▶ _Stated task_
Copy every one of the records below line for line, without changing a single character.

▶ _Extracted information_

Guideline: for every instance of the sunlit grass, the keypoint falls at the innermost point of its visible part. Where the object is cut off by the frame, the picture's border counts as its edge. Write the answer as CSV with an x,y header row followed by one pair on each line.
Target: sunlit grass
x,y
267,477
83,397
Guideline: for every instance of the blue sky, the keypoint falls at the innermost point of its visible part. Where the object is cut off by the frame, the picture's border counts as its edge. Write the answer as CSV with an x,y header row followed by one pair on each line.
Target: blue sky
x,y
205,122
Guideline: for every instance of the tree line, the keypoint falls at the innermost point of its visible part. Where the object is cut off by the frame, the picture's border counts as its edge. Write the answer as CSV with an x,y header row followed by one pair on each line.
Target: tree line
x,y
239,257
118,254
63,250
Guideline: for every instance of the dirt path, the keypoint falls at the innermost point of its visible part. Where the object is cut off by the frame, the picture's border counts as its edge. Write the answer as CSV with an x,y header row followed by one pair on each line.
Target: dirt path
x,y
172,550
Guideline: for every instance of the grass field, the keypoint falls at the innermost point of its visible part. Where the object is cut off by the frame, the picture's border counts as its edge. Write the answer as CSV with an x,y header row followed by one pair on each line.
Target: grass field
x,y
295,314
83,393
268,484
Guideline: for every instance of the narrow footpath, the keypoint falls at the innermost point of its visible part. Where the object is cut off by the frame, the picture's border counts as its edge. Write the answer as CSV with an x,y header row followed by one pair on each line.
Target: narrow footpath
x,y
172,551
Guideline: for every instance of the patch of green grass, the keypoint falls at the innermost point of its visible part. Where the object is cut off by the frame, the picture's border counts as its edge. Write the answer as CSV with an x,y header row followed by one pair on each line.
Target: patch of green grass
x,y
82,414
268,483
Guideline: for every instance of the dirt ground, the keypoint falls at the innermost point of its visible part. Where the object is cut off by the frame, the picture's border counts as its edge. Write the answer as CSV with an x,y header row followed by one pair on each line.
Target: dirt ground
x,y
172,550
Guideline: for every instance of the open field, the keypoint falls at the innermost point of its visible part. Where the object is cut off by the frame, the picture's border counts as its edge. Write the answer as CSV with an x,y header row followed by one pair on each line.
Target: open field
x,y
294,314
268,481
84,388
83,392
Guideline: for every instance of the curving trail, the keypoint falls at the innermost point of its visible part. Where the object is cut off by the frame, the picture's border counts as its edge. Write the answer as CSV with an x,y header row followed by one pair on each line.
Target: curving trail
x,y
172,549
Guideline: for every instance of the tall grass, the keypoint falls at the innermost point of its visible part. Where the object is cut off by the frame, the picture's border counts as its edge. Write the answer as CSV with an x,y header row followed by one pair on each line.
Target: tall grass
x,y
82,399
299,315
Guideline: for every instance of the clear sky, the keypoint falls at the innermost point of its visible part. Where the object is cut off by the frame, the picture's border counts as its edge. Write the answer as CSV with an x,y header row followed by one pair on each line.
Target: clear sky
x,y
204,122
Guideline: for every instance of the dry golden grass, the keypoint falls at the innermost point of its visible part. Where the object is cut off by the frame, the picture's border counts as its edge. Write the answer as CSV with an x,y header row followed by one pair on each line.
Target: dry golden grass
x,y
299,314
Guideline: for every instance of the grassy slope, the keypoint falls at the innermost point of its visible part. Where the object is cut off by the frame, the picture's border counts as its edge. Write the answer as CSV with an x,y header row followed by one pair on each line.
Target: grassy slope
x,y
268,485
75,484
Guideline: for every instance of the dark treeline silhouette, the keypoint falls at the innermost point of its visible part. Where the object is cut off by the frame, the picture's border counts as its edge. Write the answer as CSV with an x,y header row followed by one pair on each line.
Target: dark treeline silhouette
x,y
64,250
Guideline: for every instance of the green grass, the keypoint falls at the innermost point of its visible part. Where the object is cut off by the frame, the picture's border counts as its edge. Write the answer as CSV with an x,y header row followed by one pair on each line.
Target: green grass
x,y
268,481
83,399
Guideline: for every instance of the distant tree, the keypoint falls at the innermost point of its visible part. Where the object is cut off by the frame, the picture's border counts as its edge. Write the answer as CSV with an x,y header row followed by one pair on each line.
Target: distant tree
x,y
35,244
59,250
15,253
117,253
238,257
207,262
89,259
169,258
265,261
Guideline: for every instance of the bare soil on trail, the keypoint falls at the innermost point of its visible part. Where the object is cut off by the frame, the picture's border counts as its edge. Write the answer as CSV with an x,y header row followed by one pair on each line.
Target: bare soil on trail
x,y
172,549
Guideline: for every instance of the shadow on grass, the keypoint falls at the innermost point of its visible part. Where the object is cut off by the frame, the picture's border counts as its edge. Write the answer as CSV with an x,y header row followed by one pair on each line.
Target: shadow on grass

▶ _Task output_
Guideline: for every instance of the sunlit grass, the keypoint falls at the innermost point of its visible part. Where the object is cut off by the frame, the picture's border counts as its edge. Write the answer as CSV with an x,y header row followed by one pair on each line.
Target: sunlit grass
x,y
267,477
83,397
Guideline: for every instance of the blue sky, the keypoint falls at the innermost point of its visible part. Where the object is cut off by the frame, the picture's border counts as its edge. Write the answer as CSV with an x,y header row followed by one pair on each line.
Target: blue sky
x,y
205,122
Guideline: for every instance of the tree line, the keypoint falls at the innermost point of its visible part. Where the object is cut off by the frame, the picture's border counts as its edge. Write the answer as CSV with an x,y header row followed by one pair on each line.
Target: tree line
x,y
239,257
118,254
63,250
Guideline: for every instance of the dirt path, the keypoint falls at the innermost point of its visible part. Where the object is cut off by the frame, the picture's border counts as its edge. Write the answer as CSV with an x,y header row followed by one pair on each line.
Target: dirt path
x,y
172,550
Guideline: for every instance of the grass field, the keypoint falls at the innermost point of its visible part. Where the object is cut off by the frame, the picture's border counts as its edge. Write the answer as CSV with an x,y header row followed by one pair on each line.
Target: grass field
x,y
295,314
83,393
268,484
Guideline: for every instance of the narrow footpath, the keypoint falls at the innermost point of its visible part. Where the object is cut off by the frame, the picture's border counts as its edge. Write the answer as CSV with an x,y header row followed by one pair on each line.
Target: narrow footpath
x,y
172,551
Guideline: for every instance of the patch of green grass, the keypoint falls at the innermost point of its visible part. Where the object is cut off by the frame, the picture's border counts as its edge. Write the answer as CSV with an x,y header row followed by one pair on each line.
Target: patch of green grass
x,y
82,414
268,483
Guideline: for every instance of the dirt ground, the keypoint falls at the innermost point of its visible part. Where the object is cut off by the frame, the picture's border counts as its edge. Write the answer as CSV with an x,y header row followed by one pair on each line.
Target: dirt ground
x,y
172,550
Guideline: for every instance of the open field, the keypoint falls at the innermost point of its visible part. Where the object is cut off by the frame, the picture's border counts as its edge. Write the answer as CSV with an x,y header row followed by one pair on each line.
Target: open field
x,y
294,314
268,481
84,388
83,392
Guideline: for every instance of the curving trail, the keypoint falls at the innermost point of its visible part. Where the object is cut off by the frame, the picture's border counts as its edge. Write the answer as CSV with an x,y header row followed by one pair on each line.
Target: curving trail
x,y
172,549
Guideline: for every instance of the tall grass, the keypoint falls at the innermost point of its visible part. Where the object is cut off by the frame, the picture's border counts as its edge. Write the answer as CSV with an x,y header row followed by one pair on each line.
Target: tall grass
x,y
82,399
299,315
Guideline: for every instance of the clear sky, the keypoint falls at the innermost point of its visible part. Where the object is cut off by the frame, the picture's border counts as its edge. Write the answer as CSV with an x,y header row followed by one pair on each line.
Target: clear sky
x,y
204,122
Guideline: for every instance of the dry golden grass, the keypoint falls at the innermost point of its visible part. Where the object is cut off by the frame, the picture's border counts as its edge. Write the answer as CSV with an x,y header row followed by one pair on each line.
Target: dry golden grass
x,y
299,314
Guideline: for every instance of the grassy slope, the keypoint falls at the innermost point of its visible part. Where the object is cut off by the frame, the picture's border counts as its edge. Write the answer as CSV with an x,y header row followed by one pair on each line.
Target: grassy slope
x,y
268,485
75,484
Guideline: for every instance of the dark treeline silhouette, the keypoint falls at the innermost point of its visible part. Where the object is cut off by the frame, the picture's border counts as its edge. Write the answer as CSV with an x,y header row followed by one pair on each line.
Target: dark treeline silhouette
x,y
64,250
Guideline: for every instance of the green grass, the keypoint falls at the innermost point of its visible part. Where the object is cut off by the frame, the picture's border counts as its edge. Write the answer as CSV with an x,y header row followed by one pair on each line.
Target: green grass
x,y
268,481
83,399
Guideline: for every instance of the distant tree, the keypoint falls at the innermost point of its visible part. Where the object is cut off by the frame, the picture's border counts as its edge. Write the answer as CSV with an x,y header row followed by one pair on each line.
Target: distant tree
x,y
35,244
59,250
15,253
117,253
238,257
207,262
89,259
169,258
265,261
Guideline: for every instance of the bare soil on trail, the keypoint falls at the innermost point of its visible part. Where the object is cut off by the frame, the picture's border counts as its edge. Write the answer as CSV with an x,y header row followed by one pair on each line.
Target: bare soil on trail
x,y
172,549
Guideline: for every instance of the shadow on grass, the keypoint falls at the innermost point of its visible part. Where the object is cut off by the frame, the picture's border counts as its edge. Write the answer as CSV with an x,y header row followed by one pair on each line.
Target: shadow on grass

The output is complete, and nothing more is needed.